### GOAL OF THE EXERCISE
Report how many lines in the items below contain the string "filter". Give only the number.

### SUPPLIED MATERIAL
"""
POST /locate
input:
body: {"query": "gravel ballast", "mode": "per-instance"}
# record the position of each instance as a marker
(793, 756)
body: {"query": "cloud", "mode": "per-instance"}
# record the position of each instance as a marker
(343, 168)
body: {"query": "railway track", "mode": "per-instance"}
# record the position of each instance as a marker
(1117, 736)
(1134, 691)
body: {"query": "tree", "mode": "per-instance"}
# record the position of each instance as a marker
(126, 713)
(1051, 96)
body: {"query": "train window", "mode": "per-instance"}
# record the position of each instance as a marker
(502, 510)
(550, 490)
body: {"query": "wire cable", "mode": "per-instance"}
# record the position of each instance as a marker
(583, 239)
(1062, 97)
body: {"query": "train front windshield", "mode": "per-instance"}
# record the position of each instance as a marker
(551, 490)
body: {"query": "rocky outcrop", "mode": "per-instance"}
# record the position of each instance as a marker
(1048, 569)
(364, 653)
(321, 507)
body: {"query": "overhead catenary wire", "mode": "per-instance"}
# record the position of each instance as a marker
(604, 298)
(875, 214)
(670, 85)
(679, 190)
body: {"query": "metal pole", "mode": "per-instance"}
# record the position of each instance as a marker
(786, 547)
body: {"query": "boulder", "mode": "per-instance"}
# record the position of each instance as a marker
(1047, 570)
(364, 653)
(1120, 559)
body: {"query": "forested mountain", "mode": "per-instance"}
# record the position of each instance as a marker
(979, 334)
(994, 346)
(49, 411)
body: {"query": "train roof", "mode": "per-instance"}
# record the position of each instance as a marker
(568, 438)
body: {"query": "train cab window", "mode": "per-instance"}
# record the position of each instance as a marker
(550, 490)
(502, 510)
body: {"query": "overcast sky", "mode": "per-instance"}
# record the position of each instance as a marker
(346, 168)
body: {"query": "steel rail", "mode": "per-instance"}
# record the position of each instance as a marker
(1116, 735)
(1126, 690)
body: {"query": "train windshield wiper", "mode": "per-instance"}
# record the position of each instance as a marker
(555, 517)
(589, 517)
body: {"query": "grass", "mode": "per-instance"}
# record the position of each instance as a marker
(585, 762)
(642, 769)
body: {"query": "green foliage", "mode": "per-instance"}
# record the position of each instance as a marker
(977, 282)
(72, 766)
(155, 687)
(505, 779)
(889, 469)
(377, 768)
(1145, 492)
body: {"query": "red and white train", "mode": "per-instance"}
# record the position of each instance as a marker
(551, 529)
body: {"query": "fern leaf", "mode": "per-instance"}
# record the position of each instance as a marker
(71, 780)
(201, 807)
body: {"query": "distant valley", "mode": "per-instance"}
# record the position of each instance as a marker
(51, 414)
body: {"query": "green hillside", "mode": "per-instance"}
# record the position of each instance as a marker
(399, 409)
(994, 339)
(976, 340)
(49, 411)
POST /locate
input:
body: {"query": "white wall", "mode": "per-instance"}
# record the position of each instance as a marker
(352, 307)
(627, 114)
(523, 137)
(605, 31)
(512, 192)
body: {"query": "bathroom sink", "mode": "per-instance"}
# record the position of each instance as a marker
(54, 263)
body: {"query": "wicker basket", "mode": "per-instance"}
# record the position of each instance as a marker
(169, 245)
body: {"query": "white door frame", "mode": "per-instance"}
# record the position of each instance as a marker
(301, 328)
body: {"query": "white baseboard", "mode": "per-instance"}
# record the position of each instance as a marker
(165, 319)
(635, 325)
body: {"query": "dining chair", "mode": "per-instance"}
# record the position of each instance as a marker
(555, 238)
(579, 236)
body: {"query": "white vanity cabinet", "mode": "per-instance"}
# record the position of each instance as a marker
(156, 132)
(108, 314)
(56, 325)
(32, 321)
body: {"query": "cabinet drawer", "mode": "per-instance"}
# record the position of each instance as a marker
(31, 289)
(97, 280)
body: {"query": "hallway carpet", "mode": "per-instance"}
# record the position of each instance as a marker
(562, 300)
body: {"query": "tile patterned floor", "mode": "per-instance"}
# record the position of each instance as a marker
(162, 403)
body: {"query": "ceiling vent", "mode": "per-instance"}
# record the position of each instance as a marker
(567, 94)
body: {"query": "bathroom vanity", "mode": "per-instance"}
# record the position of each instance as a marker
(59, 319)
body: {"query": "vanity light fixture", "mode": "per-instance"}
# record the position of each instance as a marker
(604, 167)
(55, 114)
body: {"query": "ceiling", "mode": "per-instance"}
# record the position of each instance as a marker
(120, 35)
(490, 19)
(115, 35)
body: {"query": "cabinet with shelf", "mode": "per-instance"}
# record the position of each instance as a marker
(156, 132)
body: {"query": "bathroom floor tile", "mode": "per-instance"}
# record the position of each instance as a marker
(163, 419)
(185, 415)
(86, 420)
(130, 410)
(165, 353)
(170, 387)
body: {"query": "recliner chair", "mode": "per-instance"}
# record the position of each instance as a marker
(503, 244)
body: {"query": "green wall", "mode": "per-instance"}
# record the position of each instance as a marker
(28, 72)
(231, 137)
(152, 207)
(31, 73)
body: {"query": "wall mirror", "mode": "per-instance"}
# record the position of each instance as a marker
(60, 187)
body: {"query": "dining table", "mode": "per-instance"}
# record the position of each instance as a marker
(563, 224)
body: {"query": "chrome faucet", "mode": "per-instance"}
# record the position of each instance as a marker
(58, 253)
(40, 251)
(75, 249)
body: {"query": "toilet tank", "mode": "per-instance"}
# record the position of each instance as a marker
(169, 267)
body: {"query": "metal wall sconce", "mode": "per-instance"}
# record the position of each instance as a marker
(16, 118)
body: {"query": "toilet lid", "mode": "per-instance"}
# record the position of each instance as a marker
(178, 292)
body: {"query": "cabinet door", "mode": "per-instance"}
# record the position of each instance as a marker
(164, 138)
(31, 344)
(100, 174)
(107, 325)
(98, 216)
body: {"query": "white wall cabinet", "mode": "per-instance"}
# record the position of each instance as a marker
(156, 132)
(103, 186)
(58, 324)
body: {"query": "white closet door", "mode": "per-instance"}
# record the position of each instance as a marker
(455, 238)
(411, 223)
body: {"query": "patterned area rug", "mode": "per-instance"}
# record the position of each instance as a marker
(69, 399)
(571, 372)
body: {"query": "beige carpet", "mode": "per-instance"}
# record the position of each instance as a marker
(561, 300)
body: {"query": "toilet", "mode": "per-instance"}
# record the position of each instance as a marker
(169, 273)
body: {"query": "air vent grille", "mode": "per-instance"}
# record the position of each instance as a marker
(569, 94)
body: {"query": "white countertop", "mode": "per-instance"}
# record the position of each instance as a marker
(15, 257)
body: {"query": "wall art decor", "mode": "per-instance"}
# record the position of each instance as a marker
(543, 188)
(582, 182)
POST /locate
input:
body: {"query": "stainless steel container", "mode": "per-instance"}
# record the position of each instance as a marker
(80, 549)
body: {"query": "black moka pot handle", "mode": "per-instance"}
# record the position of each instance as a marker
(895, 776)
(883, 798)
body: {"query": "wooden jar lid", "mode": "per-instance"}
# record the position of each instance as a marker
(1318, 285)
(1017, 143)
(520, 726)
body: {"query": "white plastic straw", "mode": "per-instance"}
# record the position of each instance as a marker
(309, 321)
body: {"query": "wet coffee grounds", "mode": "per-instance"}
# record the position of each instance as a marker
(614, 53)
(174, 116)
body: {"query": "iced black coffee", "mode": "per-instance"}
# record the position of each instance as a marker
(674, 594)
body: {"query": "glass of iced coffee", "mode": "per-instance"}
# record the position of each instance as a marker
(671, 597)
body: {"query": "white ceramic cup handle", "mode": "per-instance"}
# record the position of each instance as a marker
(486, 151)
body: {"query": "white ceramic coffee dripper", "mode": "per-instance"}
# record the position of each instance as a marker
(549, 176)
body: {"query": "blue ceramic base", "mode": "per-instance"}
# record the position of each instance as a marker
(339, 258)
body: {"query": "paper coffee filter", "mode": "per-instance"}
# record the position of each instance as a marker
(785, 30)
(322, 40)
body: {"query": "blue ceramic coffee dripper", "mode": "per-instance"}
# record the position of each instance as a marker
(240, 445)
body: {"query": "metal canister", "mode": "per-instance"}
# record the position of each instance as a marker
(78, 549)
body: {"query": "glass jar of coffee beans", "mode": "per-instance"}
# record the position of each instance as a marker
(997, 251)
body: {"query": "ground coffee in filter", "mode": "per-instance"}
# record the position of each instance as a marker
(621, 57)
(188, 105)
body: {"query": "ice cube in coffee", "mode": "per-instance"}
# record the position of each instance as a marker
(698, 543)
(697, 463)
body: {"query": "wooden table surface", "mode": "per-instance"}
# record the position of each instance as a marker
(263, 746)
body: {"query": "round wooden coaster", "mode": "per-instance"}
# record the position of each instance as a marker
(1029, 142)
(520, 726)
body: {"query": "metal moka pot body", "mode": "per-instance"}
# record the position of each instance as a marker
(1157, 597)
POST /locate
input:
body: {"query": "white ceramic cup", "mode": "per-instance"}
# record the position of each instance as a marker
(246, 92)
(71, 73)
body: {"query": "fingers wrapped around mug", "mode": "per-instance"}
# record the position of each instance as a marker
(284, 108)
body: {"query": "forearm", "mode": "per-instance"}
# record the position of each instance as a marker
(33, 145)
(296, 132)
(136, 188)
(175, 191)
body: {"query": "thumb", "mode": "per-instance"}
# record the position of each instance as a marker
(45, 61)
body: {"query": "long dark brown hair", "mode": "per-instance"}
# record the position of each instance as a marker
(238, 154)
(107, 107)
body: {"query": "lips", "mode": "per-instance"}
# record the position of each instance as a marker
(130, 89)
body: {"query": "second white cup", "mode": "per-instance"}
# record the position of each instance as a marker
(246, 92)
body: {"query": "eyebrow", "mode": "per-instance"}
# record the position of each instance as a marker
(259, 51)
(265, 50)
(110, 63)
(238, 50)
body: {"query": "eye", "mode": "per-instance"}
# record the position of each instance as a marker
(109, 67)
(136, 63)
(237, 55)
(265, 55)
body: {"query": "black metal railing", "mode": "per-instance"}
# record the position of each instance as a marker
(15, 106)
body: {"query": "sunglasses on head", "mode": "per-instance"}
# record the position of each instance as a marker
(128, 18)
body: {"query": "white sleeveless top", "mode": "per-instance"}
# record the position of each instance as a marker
"""
### COMPLETED EXERCISE
2